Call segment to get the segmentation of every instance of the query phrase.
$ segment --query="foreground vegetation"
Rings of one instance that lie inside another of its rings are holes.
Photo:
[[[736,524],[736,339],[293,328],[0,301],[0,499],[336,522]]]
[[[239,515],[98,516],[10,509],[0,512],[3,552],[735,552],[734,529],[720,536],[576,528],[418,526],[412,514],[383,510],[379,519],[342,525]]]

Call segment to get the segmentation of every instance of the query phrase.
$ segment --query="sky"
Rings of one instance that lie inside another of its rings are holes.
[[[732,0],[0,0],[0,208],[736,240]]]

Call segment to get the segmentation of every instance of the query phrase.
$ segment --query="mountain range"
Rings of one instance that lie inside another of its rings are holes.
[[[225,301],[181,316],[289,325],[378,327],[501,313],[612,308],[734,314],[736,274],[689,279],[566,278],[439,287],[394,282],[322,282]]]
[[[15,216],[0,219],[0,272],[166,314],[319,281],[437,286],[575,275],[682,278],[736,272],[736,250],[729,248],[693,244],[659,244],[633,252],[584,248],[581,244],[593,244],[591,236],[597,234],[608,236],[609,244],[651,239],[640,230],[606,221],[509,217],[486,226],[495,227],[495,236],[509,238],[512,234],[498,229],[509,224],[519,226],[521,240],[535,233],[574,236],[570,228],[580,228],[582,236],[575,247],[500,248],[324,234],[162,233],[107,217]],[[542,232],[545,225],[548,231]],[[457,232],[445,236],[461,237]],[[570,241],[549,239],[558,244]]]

+++

### SET TASK
Reproduce the data above with every occurrence of "query phrase" changed to "search phrase" and nothing else altered.

### EXPECTED ANSWER
Call segment to get the segmentation of every instance of the search phrase.
$ segment --query="foreground vegetation"
Rings of one instance that lie inside another of its rings are holes.
Photo:
[[[736,524],[736,339],[293,328],[0,301],[0,499],[336,522]]]
[[[239,515],[98,516],[10,509],[0,512],[3,552],[735,552],[734,529],[720,536],[576,528],[418,526],[412,514],[383,510],[379,519],[342,525]]]

Call segment to get the segmentation of every instance of the search phrase.
$ segment --query="sky"
Rings of one instance that lie inside another of its rings are holes.
[[[732,0],[0,0],[0,208],[736,240]]]

Call segment to get the segmentation of every instance of the search phrase.
$ segment --query="mountain range"
Rings of one instance that lie inside another of its rings are holes.
[[[225,301],[181,316],[289,325],[378,327],[501,313],[612,308],[734,314],[736,274],[689,279],[566,278],[439,287],[394,282],[322,282]]]
[[[15,216],[0,219],[0,272],[166,314],[319,281],[437,286],[575,275],[682,278],[736,272],[736,250],[729,248],[693,244],[659,244],[633,252],[584,248],[581,244],[593,244],[591,236],[597,234],[608,236],[609,244],[651,239],[640,230],[606,221],[509,217],[486,226],[495,227],[495,236],[509,238],[512,234],[498,229],[509,224],[519,226],[521,240],[535,233],[574,236],[570,228],[580,228],[582,236],[575,247],[500,248],[324,234],[162,233],[107,217]],[[542,232],[545,225],[548,231]],[[457,232],[445,236],[461,237]],[[570,241],[549,239],[558,244]]]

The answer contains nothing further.